[EXCERPT]:
-- BEGIN --
Politicised central bank steering PNG down a slippery slope
22 June 2016
THE O’NEILL government’s political interference in the Bank of Papua New Guinea is threatening the stability of the nation’s financial system and state finances.
It is also increasing risks for bank depositors and investors in financial institutions.
The central bank, the nation’s premier financial institution, is supposed to be the independent watchdog that supervises the system and ensures that risks are kept to a minimum.
One of the reforms my government (1999-2002) introduced was to strengthen the independence and the watchdog role of the Bank of Papua New Guinea, setting clear prudential guidelines and assigning it the additional role of supervising the superannuation industry as well as the financial intermediaries.
The transfer of the supervisory role of superannuation funds from the Minister for Treasury to the Central Bank was the result of the near-death experience of the National Provident Fund under the Skate regime.
But the current prime minister is increasingly using the Bank of Papua New Guinea as a tool to prop up his government’s shaky cash position and to defend his mismanagement of the economy and state finances.
As a result, the central bank is failing in its duty to oversee the financial system effectively and transparently.
The law gives the Bank of Papua New Guinea the authority to act independently, to protect the national economy and financial system. But it appears to have given in to political direction.
This lessening of the central bank’s independence, integrity and capacity is yet another sign that Papua New Guinea’s important institutions of state are being compromised and weakened.
It is yet another example of the destruction of systems and processes under the O’Neill government to protect its own interests and make way for its cronies to benefit.
There is hardly an institution left untouched by this government - compromised, rendered ineffective, pillaged and looted or otherwise incapacitated.
The Bank of Papua New Guinea had become a de facto money-printing machine for the government by buying unwanted treasury bills and inscribed stock and failing to monitor and control commercial bank lending to state-owned enterprises.
The Bank of PNG’s latest figures (to December last year) show that government domestic borrowings have hit K14.05 billion, more than double the K6.12 billion of 2012.
It is not as if the danger signs of such high levels of borrowing were not there. They were, and the central bank chose to ignore them.
Paul Flanagan, an economist specialising in PNG, wrote in October 2014 about the decision by the central bank to purchase from Treasury any T-bills or inscribed stock that were not bought by the private sector.
-- END --
[YOUR INSTRUCTIONS]:
Pick up the opinion piece on political interference in the Bank of Papua New Guinea right after its final sentence and keep writing. Leave the records out of this entirely.

[STORED ROWS]:
-- BEGIN --
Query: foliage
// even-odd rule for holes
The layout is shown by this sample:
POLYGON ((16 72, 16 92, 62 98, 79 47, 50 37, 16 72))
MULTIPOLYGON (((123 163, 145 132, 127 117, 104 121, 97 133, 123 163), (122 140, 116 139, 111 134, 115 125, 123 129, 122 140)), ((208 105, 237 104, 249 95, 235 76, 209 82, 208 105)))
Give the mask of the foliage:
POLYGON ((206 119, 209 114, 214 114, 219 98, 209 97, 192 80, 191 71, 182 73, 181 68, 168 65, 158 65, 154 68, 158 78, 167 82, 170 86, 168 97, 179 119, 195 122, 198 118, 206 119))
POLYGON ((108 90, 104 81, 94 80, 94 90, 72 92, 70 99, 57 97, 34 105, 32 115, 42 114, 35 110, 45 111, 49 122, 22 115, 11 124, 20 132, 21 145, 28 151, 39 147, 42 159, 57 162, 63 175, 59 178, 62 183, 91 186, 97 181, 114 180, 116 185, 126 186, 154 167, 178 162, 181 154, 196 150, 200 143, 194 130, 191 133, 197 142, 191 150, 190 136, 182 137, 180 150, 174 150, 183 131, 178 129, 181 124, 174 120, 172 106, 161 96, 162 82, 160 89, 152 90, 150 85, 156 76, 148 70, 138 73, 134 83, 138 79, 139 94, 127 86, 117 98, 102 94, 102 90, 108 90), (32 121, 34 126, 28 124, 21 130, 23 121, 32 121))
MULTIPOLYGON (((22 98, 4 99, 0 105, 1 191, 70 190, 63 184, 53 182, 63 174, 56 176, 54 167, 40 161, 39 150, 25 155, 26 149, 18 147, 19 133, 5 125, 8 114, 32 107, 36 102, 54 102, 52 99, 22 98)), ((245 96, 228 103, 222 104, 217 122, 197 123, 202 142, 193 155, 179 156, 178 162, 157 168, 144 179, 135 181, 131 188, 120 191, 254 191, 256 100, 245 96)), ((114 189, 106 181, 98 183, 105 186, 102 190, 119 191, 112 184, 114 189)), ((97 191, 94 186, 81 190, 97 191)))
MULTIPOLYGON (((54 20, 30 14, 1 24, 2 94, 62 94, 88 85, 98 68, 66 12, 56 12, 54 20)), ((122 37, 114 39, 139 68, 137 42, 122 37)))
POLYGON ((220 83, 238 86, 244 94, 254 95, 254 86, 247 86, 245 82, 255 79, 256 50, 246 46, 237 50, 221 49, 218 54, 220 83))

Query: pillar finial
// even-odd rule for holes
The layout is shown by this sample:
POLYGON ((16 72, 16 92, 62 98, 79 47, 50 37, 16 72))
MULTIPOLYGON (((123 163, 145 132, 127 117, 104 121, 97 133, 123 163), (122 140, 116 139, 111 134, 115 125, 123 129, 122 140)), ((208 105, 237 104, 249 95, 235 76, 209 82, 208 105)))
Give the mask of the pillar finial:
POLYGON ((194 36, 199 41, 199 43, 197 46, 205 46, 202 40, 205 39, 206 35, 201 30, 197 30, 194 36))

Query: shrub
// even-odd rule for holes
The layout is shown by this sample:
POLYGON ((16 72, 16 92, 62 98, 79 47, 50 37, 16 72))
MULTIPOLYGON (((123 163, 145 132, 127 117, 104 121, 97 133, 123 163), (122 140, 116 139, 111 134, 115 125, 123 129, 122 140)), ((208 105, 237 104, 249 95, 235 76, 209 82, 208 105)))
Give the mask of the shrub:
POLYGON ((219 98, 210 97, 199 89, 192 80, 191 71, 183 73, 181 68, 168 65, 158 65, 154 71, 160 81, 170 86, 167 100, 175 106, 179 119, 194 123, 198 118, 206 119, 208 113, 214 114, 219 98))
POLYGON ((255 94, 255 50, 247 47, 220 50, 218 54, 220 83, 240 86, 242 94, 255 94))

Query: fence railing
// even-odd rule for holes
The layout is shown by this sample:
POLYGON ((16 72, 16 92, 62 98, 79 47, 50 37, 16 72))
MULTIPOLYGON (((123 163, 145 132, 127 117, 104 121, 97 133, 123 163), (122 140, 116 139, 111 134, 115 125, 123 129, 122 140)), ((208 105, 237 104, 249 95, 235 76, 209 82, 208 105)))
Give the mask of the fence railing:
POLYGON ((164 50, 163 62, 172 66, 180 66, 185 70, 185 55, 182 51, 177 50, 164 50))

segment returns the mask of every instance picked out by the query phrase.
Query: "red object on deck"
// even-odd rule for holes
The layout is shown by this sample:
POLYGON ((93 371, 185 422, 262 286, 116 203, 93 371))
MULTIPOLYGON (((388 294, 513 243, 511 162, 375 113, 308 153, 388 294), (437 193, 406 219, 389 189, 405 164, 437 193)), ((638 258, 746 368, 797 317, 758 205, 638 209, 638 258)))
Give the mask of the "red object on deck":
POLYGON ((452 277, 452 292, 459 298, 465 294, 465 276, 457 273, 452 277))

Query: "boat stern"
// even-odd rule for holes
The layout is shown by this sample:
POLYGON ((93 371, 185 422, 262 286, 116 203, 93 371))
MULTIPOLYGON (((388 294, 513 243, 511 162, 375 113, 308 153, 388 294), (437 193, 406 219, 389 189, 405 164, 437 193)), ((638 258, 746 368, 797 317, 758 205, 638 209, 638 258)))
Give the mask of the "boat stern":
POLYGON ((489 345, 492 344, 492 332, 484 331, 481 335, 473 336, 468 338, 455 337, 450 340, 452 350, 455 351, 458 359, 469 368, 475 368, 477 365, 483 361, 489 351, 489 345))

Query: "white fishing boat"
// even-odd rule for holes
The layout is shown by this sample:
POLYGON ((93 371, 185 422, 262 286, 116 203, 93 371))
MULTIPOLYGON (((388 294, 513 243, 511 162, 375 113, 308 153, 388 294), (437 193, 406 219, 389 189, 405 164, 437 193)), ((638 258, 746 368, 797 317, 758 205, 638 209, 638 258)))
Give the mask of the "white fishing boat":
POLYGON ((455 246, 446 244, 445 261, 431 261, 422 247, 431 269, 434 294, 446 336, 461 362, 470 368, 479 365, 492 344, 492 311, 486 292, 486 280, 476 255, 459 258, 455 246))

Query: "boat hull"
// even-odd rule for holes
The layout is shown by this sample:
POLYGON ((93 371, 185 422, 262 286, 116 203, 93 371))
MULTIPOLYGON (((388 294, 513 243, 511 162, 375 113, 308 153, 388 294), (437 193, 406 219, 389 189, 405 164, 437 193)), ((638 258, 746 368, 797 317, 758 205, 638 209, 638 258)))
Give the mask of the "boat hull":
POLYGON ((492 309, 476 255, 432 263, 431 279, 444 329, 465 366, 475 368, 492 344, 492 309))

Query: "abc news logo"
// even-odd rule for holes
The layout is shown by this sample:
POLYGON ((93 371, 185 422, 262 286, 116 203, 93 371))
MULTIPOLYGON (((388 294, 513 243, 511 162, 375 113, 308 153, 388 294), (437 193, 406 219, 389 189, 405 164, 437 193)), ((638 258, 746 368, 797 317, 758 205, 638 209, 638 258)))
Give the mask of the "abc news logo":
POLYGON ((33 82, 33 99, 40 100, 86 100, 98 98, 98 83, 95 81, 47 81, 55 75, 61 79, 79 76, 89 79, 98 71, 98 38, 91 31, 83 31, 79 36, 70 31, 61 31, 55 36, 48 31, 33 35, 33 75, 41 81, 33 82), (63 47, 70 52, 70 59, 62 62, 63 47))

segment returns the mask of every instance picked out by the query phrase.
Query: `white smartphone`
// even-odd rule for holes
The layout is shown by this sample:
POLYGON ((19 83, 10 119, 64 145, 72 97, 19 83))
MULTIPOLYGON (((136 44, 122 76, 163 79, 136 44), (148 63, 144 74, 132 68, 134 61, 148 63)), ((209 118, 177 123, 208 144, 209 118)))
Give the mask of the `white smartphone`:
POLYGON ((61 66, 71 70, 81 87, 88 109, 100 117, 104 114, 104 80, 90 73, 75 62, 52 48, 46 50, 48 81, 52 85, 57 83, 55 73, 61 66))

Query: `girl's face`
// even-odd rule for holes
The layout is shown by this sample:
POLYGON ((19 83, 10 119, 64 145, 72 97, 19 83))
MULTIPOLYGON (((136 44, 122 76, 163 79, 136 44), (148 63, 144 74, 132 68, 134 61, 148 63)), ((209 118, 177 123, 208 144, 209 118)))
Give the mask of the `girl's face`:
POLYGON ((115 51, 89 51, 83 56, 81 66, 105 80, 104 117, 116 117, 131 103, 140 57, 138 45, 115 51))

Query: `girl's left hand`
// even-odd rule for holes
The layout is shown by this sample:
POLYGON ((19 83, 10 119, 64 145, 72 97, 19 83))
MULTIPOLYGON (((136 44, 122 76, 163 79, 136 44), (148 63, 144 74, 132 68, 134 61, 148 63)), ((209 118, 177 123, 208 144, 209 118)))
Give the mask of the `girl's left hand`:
-- END --
[RESPONSE]:
“In theory, this sounds great,” Flanagan wrote. “In reality, it is disastrous. There is now an imperceptibly fine line between what the bank is doing and the bank simply printing money to fund the growing budget deficit.
“So the central bank is now providing almost unlimited financing for any deficit. Once started, this near printing of money can be a very addictive habit for any government.
“This agreement by the central bank to purchase bills and stocks that the private sector doesn’t want, despite very significant increases in interest rates, is an extremely worrying step down what can be a very slippery slope.”
Now, the central bank has allowed the O’Neill government to proceed further down the slope. Government debt held by the central bank, mainly through T-bills and inscribed stock, has hit K2.34 billion, more than triple the K711 million held in 2012.
Banks and other deposit-taking institutions hold K7.67 billion in government debt, up from K3.60 billion. Super funds, insurance companies and the National Development Bank hold K2.69 billion, double the K1.27 billion of 2012.
Much of this is wasteful, unproductive lending.
For example, lending by domestic commercial financial institutions to state-owned enterprises – propping up the walking dead – has hit K2.3 billion. This is six times more than the K366 million in banking system loans to SOEs in 2012.
The level of loans to state-owned enterprises is especially disturbing, given that according to the Auditor-General they are notorious for waste and corruption and are mostly operating outside the various laws that govern them.
From its own published data, it would appear that the biggest lender to the sector is Bank South Pacific, which is likely to have loans to state-owned enterprises to the value of about K1.2 billion (based on its market share).
The prudential limit set by the central bank for lending by a commercial bank to one group is 40 percent of prudential capital. BSP’s prudential capital, according to the publicly available reports, is K1.9 billion, so the limit it should lend to any one group currently is around K760 million.
K1.2 billion represents 63%, well above the 40% limit set by the central bank (treating the government sector as one group, as BSP itself does in its official statements).
The damage being inflicted on the institutions of government and the financial sector by O’Neill is deep and will be long-lasting.
It will take a very strong and good prime minister to repair the damage and rebuild the institutions.
This is the real hidden cost of O’Neill’s survival actions that is not yet evident to the public eye.
One of the lessons of the Global Financial Crisis (GFC) is that any bank which makes itself hostage to one asset class or, worse still, one major debtor, is placing itself in a very dangerous position.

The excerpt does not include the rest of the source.